_Working data_:
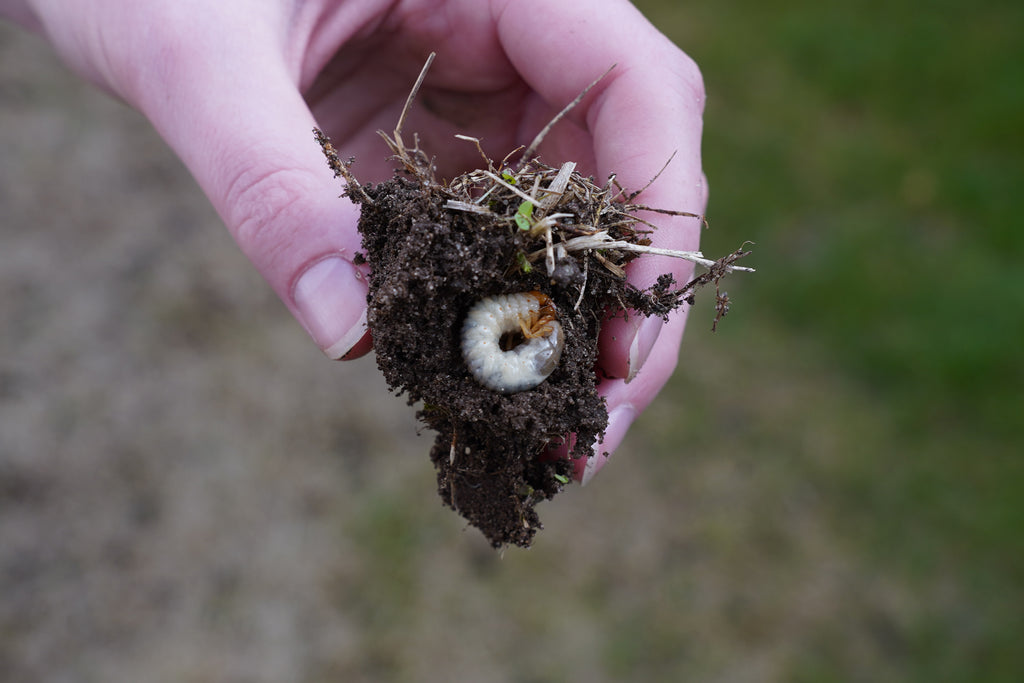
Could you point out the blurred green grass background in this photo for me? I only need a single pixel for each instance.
(828, 489)
(875, 154)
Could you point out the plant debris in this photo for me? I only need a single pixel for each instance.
(437, 248)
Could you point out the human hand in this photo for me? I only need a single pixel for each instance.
(235, 88)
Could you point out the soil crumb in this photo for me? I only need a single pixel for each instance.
(435, 249)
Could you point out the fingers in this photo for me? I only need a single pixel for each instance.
(626, 400)
(228, 107)
(648, 109)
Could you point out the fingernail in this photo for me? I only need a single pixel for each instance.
(331, 300)
(643, 342)
(619, 422)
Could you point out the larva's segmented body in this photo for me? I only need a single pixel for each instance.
(526, 317)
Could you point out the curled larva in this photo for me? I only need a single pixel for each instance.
(511, 342)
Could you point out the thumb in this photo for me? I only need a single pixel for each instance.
(233, 115)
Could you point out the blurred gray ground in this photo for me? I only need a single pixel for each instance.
(190, 492)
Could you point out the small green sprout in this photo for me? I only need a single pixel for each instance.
(523, 262)
(523, 215)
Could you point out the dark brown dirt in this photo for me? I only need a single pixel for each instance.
(430, 265)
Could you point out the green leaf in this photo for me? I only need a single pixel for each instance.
(522, 216)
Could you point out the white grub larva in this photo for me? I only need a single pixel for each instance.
(512, 342)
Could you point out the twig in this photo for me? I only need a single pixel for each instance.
(339, 167)
(531, 150)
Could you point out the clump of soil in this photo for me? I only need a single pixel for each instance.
(435, 250)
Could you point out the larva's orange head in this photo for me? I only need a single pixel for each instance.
(540, 325)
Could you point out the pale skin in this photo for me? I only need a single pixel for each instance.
(236, 86)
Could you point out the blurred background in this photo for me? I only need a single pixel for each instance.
(829, 488)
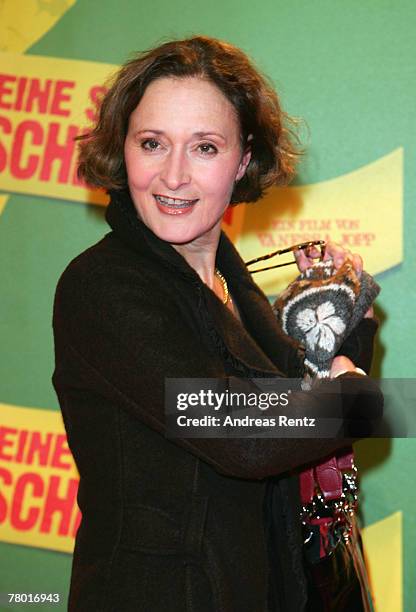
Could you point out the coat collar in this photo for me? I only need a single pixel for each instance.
(281, 352)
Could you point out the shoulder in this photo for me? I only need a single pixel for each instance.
(107, 279)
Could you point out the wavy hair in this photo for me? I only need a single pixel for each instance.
(275, 146)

_Written task_:
Recast every line of the data above as a Markdown table with the columns Row and Line, numbering the rows and leaving out blank lines and the pictures.

_Response to this exercise_:
| Row | Line |
|---|---|
| 1 | Could you point out the blurred green grass background in this photo for me? I only need a single pixel for each instance. |
| 2 | (828, 489) |
| 3 | (875, 154) |
| 4 | Could you point out the plant debris in this photo for me? I only need a single pixel for each instance. |
| 5 | (437, 248) |
| 6 | Could you point out the human hand in this photo for me? I only need a single pixel for each instance. |
| 7 | (235, 88) |
| 8 | Could you point out the soil crumb in this photo for me? I only need a single pixel for each instance. |
| 9 | (435, 249) |
| 10 | Could you point out the fingers in this photo for me? I only need a single pixel for each instance. |
| 11 | (626, 400) |
| 12 | (228, 107) |
| 13 | (648, 109) |
| 14 | Could you point out the fingernail in this photo for me? I only need a single pixel for each instance. |
| 15 | (331, 300) |
| 16 | (643, 342) |
| 17 | (619, 422) |
| 18 | Could you point out the larva's segmented body in this photo for me? I only need a single pixel for each instance. |
| 19 | (526, 317) |
| 20 | Could you point out the curled larva in this photo for me? I only need a single pixel for each instance. |
| 21 | (511, 342) |
| 22 | Could you point out the thumb in this photo for me? I only need a single pixel for each instance. |
| 23 | (233, 115) |
| 24 | Could you point out the blurred gray ground in this photo for me? I only need a single pixel for each instance. |
| 25 | (190, 492) |
| 26 | Could you point out the small green sprout in this photo for me? I only need a single pixel for each instance. |
| 27 | (523, 262) |
| 28 | (523, 215) |
| 29 | Could you point out the dark brown dirt in this photo for me? I only need a single pixel for each instance. |
| 30 | (430, 265) |
| 31 | Could you point out the green leaf in this photo for me? I only need a single pixel for each instance. |
| 32 | (522, 216) |
| 33 | Could you point out the white grub larva in this photo for me? I only need a single pixel for each instance. |
| 34 | (512, 342) |
| 35 | Could you point out the twig in this photo for me? I only need a single pixel for each instance. |
| 36 | (339, 167) |
| 37 | (531, 150) |
| 38 | Could you point out the clump of soil in this photo for me? I only need a single pixel for each instance. |
| 39 | (435, 250) |
| 40 | Could you point out the larva's orange head in this photo for me? I only need a single pixel for each instance. |
| 41 | (540, 325) |
| 42 | Could you point out the pale skin in this photo for me? I only need a single pixel for each instance. |
| 43 | (236, 86) |
| 44 | Could you point out the blurred background in this photo for me? I only need a single pixel for each instance. |
| 45 | (829, 488) |
| 46 | Could you point out the coat collar in this photo for me? I only need a single pixel for each instance. |
| 47 | (281, 352) |
| 48 | Could you point out the shoulder in this photo for me? I only need a single pixel for each instance. |
| 49 | (107, 279) |
| 50 | Could you point out the wavy hair in this photo for me? I only need a single pixel for each instance. |
| 51 | (275, 146) |